Directive -
The output should consist solely of the line containing "Drop a marker on every instance of the man in" and the lines that follow it through the end of the data below.
──────── Supplied records
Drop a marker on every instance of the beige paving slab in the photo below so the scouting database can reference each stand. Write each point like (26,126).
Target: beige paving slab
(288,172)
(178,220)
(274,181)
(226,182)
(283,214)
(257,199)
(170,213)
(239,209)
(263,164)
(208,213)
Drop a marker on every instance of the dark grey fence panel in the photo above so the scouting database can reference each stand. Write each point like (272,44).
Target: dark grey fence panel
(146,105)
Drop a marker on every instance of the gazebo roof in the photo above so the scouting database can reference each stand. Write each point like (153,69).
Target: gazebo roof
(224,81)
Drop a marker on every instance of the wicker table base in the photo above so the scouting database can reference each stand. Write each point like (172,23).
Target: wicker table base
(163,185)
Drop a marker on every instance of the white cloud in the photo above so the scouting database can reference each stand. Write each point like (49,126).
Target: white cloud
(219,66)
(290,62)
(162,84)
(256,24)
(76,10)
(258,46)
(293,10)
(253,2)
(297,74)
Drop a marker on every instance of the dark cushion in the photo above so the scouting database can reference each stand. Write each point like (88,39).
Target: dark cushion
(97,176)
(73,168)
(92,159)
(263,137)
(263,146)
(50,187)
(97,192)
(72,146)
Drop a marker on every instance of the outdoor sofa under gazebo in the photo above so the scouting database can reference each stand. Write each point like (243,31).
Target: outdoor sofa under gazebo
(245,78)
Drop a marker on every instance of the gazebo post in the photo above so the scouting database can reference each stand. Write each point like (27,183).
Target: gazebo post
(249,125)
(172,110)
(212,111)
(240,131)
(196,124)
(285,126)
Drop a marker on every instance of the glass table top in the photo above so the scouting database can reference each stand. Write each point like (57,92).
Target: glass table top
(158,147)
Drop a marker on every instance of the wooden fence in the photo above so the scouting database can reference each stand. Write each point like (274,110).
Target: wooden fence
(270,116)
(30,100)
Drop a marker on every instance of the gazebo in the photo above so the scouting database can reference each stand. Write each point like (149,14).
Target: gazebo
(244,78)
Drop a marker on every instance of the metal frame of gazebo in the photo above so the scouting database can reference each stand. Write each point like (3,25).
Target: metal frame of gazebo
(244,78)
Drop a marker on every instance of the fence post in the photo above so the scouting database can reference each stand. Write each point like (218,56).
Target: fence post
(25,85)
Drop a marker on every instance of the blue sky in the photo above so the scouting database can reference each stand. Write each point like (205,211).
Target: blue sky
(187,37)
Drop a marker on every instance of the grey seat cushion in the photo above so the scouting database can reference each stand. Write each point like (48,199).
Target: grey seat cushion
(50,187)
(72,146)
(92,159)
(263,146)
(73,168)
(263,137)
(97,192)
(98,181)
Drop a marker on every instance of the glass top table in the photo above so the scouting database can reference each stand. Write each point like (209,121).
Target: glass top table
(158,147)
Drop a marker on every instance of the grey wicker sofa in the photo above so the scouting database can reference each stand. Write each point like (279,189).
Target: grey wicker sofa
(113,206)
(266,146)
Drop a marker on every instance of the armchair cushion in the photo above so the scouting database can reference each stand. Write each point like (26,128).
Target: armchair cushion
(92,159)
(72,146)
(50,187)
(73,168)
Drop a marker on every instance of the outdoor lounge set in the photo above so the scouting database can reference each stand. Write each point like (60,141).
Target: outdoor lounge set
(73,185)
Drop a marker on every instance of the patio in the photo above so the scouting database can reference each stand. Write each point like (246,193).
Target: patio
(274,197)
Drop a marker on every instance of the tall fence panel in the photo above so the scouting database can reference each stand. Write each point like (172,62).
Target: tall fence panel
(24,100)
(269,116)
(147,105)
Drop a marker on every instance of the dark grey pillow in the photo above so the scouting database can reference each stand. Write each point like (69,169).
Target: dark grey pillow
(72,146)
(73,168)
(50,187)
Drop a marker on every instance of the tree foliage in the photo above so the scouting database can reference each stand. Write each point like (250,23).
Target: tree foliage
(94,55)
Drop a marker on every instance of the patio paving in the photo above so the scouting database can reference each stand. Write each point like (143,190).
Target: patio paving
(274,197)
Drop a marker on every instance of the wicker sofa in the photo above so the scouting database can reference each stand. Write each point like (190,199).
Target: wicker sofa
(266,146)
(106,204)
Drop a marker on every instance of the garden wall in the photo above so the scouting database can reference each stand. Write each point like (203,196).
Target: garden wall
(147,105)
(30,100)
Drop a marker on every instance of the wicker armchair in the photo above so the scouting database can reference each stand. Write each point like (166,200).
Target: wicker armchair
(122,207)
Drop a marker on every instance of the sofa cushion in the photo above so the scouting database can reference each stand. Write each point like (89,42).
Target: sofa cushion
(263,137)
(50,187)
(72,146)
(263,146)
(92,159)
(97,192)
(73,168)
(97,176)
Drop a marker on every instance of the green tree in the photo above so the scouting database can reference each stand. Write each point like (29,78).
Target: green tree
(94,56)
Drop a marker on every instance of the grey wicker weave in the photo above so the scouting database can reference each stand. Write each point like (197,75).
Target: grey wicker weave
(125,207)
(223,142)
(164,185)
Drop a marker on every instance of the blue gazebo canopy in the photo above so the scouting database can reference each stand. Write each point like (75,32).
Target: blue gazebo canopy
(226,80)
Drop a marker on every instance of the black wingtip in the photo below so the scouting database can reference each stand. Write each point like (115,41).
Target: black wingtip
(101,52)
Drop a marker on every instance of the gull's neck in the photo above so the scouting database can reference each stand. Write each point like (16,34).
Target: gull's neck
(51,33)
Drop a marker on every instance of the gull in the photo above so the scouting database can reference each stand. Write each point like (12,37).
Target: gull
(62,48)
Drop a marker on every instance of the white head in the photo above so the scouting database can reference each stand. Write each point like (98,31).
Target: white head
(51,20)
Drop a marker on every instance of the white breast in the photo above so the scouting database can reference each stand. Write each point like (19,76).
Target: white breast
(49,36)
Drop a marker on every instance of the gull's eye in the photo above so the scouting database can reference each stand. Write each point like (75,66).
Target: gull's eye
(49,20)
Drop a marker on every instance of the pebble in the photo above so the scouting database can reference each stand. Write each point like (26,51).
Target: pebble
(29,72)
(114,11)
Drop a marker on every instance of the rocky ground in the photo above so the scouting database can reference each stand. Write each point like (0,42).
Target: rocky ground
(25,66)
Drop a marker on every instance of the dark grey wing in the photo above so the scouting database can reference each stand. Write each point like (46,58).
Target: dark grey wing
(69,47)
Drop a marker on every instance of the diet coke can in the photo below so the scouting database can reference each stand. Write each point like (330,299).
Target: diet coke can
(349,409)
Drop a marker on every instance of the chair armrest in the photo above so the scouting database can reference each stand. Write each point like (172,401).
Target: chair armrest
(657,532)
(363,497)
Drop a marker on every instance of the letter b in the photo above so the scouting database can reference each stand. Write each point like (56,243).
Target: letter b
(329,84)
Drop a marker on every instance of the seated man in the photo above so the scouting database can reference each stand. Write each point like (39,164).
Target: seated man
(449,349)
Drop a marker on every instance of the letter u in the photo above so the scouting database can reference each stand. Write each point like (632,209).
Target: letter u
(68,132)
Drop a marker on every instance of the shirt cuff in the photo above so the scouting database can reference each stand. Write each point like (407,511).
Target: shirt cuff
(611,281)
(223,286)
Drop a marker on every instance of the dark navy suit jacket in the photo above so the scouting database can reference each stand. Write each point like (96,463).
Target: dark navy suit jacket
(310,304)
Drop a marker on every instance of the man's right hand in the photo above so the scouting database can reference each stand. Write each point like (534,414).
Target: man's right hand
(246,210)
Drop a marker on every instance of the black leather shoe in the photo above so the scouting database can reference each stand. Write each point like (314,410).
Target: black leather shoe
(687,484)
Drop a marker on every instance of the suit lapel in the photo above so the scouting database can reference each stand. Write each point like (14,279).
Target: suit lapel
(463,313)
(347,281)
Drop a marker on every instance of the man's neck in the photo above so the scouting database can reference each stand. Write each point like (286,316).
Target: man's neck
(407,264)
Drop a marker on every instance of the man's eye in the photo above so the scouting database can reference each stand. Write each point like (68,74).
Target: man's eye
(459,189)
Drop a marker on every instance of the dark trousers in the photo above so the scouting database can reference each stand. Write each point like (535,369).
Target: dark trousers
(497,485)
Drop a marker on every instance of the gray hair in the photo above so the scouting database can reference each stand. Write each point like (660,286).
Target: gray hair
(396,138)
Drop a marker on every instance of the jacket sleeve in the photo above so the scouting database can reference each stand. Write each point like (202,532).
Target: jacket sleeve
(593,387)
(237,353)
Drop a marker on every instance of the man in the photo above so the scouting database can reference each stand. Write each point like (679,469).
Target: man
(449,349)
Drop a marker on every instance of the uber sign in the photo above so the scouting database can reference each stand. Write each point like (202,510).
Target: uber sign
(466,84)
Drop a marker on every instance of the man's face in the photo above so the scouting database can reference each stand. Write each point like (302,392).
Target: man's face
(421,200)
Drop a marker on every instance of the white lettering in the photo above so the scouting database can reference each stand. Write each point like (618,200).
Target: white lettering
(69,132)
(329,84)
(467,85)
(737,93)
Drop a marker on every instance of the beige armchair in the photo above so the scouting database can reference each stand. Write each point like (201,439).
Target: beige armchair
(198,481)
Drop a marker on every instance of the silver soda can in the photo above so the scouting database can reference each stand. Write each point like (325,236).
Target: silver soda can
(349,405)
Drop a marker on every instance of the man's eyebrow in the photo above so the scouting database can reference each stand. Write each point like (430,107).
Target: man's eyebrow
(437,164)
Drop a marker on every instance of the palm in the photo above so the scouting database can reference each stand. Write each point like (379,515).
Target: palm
────────────────
Task response -
Drop a marker on every instance of the man in the photo above so the scouting database can reference each stand. Write each point like (679,469).
Target: man
(449,349)
Drop a marker on every instance of the uber sign in the photo above so the scouting database can reference each stand. Write each point like (202,510).
Target: uber sign
(466,84)
Drop a marker on every instance of the man's face in the photo above so the scouting database can reference each stand. Write each point like (302,392).
Target: man's face
(421,200)
Drop a marker on every instance of the white lettering in the photo above so the scouting database can reference each stand. Write each point like (618,200).
Target: white lettering
(69,132)
(329,84)
(467,85)
(737,93)
Drop a marker on every instance of the beige armchair in the photo above so the scouting database can reference each stand. Write each point like (201,439).
Target: beige armchair
(198,481)
Drop a marker on every instance of the silver soda can in the photo above so the scouting database can reference each stand. Write each point like (325,236).
Target: silver soda can
(349,405)
Drop a marker on every instance of the man's eyebrow in the photo above so the scouting database can reference each stand. Write each point like (430,107).
Target: man's eyebrow
(437,164)
Drop a marker on every instance of the palm in the photo above so the scouting database can reference each stand. Write each point like (379,515).
Target: palm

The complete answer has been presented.